**WHAT YOU HAVE TO DO:**
Return all the data exactly, keeping the pictures out.

(Beginning of GIVEN ENTRIES)

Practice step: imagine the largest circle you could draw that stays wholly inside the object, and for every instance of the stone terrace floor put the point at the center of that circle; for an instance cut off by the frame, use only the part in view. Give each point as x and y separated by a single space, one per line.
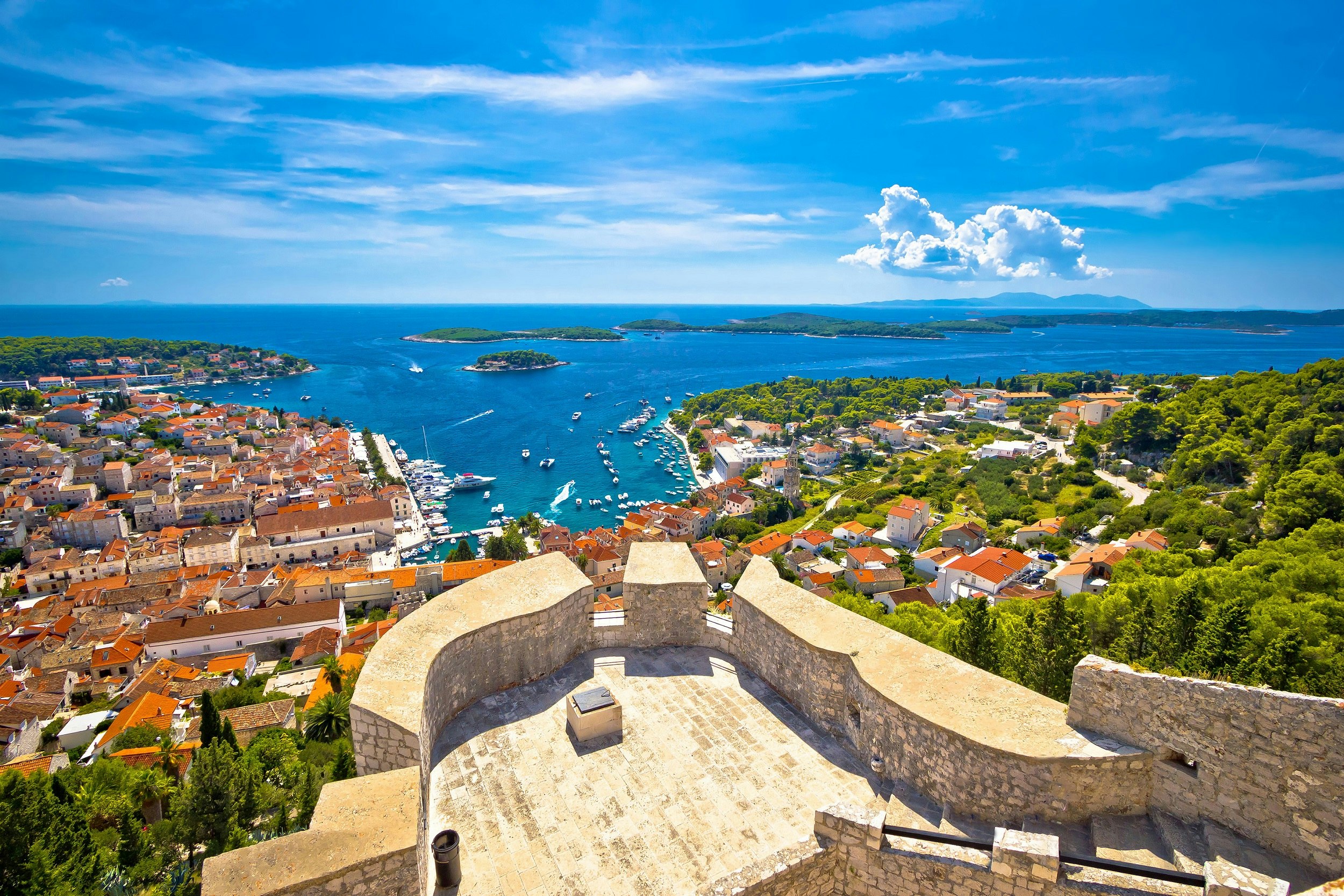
714 771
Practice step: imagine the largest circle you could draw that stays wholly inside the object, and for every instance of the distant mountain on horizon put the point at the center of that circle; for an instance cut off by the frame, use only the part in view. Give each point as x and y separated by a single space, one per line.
1034 302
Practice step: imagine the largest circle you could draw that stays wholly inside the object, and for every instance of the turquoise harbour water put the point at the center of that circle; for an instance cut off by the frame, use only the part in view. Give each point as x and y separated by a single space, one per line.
364 377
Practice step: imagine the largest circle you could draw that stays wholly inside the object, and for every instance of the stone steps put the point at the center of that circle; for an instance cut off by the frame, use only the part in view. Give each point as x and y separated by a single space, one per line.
1131 838
1156 840
1225 845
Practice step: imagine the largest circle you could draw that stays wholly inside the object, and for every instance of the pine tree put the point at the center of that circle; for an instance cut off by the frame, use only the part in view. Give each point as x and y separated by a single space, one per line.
1222 636
1136 641
210 725
976 639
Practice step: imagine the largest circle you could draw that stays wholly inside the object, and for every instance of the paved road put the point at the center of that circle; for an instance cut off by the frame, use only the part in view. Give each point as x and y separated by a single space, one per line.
1138 493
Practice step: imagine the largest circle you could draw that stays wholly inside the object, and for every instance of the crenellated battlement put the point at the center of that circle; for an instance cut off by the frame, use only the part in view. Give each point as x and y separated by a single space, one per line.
906 714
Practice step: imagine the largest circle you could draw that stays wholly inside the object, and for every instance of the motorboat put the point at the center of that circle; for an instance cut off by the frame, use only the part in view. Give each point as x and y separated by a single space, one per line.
464 481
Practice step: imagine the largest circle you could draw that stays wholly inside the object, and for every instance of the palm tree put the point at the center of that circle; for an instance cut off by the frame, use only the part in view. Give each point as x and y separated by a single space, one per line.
148 787
328 719
332 672
167 757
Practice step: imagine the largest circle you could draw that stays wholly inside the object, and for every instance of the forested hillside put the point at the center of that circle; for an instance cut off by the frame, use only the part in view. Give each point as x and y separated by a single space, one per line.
1248 484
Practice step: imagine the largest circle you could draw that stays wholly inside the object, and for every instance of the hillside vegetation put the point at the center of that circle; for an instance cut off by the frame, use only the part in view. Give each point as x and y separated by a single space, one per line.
34 356
1250 494
477 335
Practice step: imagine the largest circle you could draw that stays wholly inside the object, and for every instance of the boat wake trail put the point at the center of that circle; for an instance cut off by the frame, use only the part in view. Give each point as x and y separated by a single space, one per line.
474 417
562 494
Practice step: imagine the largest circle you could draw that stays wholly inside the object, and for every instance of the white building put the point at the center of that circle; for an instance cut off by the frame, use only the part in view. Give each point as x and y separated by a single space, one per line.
230 632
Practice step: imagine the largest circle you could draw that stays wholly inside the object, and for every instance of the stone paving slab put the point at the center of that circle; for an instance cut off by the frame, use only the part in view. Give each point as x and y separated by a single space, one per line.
714 771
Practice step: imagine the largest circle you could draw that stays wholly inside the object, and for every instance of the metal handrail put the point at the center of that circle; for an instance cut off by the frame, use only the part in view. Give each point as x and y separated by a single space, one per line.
1088 862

(End of GIVEN ENTRIES)

**EXERCISE RESULT:**
Practice step: imagine the largest circle you could draw that stays wholly inside the object, and for every instance of the stone terrace floor put the point at the center of that circle; for an instance cut off by the frame, use only the part in view. Give each point as x and y separated by a single space, one per line.
714 771
Practice step: imagine the largest circle you could draw that stays wholly inside the object, and for every instance of the distant mountain on horizon put the point at the center of that circle; for an instance cut off by the frame, use only the part in view. Give each point as x and y separated by a single space, one per line.
1034 302
Practice step: imagine the largest circle you could draw that stays wholly inside the object, and for every instance of the turquoise harbour water put the point at the center of that circle; for an instance cut off by the frame, use only the part in view. Give each point as x and y separated by a single space, one per line.
364 377
Practice step: imagine the largest circle you could draw that stays wholly inside the object, and for every instance of the stone steps put the point at the center of that circle; for an instance cut off by the frame, use only the part in view. Give each point as x and y separated by a single space, one per line.
1131 838
1156 840
1225 845
Practice step: imagine the largest circle you could draw that stays wholly inside the object, and for every instance of the pine tree put the point at the center of that circle; for an instance cut off by the frame, use only the part in view. Give each point as x and y separated by a single space, one per line.
1222 636
1136 641
210 725
976 639
Practice step: imagine the largest circle you could draw that stays wholly inside the object, and for every instance of the paved road put the point at the center of that circle; for an instance cut off by the frame, use only the part in view. Give each point as x and y separated by a single space, one per line.
1138 493
Practice step: imagine the largest circle you could draw that stays wholly inside the object, and for every instance of the crenellated battlement put the point at the center of that circle; for an instance cut off by the frame, use only the part in view. Give each point as x and y separated by a single space, one per line.
906 714
Practice step: imagine the largest circle you could draw that stays wholly inside the object, and for every instance of the motorboat put the point at the center of that circle; for an instance cut off by the frame, use only the part in view. Give each point as x and y separated by a single space, one per line.
464 481
Practice step: imagine the largest circle you could draw that stays wholly inside the object, and for every instance of the palm tree put the point at the center of that circle; for an instance cut off by the frame, use only the part in view. Give each point as x and y separated by a single space, one per line.
148 787
328 719
332 672
167 757
Practice step: imagine the largest circle you could draw that stays wholly inside the object, and for every instance of the forested hillside put the point at the center of that circle; for an instance cut off by the frame, use only the part in view. Give each point as x and y separated by a single space, one per line.
1248 484
Practice step: imagine the largest circle you could draw that stays wholly inside the object, and for every instance of the hillside vegetation put the point at the center of that circle; for an instance cut off by the frame, use only the part in view. Give each point as x and y separated by a single space, one per line.
34 356
1250 494
477 335
Practice step: imagine the largest circle you could draw that stays wholly inside the object, and for every instance of the boat wake trail put the point at the center of that circle; for an instance cut off by the frame, use only the part in view. Give each point as x and y separated by a single space, one per line.
474 417
562 494
Practice step: imagine the largest circle you could draw that stays wholly inside the object, and for every instance of the white building put the point at the center of that circle; for an instance cut off by the frame, use only the part in view. Give each point as x and y separated by a single space, one per line.
230 632
Practice step: imagine the largest circle you could draw that stays wholly inside the object, and for every instance of the stone paving slab put the point at the center of that circle; for an instance cut off by the frame, use only the part in view. Give each point as x and y separated by a single space, one per line.
714 771
Practice step: imagine the largest circle you could draw that stays wholly inside the object, and for every instance of the metal handrail put the point at the center of that circle; for an instance cut off by the frame, use only the part in view. Give each point as x and y separated by a single space, one per line.
1088 862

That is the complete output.